==== AUFGEFÜHRTE ZEILEN

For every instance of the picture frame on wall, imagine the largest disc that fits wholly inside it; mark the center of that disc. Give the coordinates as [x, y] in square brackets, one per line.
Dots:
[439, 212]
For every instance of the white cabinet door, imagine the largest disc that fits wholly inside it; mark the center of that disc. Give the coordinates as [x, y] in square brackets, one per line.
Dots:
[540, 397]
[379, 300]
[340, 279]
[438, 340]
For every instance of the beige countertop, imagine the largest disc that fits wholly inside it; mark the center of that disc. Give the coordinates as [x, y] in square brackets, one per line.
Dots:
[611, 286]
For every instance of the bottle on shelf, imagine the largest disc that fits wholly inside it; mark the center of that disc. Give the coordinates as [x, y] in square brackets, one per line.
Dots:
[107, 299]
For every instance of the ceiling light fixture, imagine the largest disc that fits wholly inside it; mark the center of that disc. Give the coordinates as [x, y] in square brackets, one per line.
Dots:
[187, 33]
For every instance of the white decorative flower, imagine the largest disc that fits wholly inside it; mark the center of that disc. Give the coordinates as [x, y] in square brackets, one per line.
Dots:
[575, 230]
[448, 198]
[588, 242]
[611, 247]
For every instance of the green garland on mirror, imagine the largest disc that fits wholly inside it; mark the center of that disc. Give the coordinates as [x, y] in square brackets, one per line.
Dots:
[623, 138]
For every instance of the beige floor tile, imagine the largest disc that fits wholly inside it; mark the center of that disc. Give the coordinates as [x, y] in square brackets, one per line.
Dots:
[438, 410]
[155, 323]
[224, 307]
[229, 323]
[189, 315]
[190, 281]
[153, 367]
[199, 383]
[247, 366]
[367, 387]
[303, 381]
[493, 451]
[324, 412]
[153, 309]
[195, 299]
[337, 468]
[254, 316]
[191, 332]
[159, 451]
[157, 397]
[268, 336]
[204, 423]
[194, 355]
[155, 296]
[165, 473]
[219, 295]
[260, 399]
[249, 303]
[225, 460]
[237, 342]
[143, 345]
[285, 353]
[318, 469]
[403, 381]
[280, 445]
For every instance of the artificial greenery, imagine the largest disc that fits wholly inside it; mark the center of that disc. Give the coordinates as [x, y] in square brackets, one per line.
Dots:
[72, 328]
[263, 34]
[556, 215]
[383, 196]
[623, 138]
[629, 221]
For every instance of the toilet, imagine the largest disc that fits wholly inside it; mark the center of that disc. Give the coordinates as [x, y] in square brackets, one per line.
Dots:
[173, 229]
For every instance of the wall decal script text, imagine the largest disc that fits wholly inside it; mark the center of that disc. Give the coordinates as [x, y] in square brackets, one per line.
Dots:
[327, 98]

========

* AUFGABENSTELLUNG *
Ordne die Zeilen von der Zeile mit „For every instance of the wall“ bis zur letzten Zeile, beide eingeschlossen, als nummerierte Liste an und lass dabei leere Zeilen weg.

* ERGEBNIS *
1. For every instance of the wall decal script text, imagine the largest disc that fits wholly inside it; mark the center of that disc. Give the coordinates as [x, y] in square brackets, one per line.
2. Dots:
3. [327, 98]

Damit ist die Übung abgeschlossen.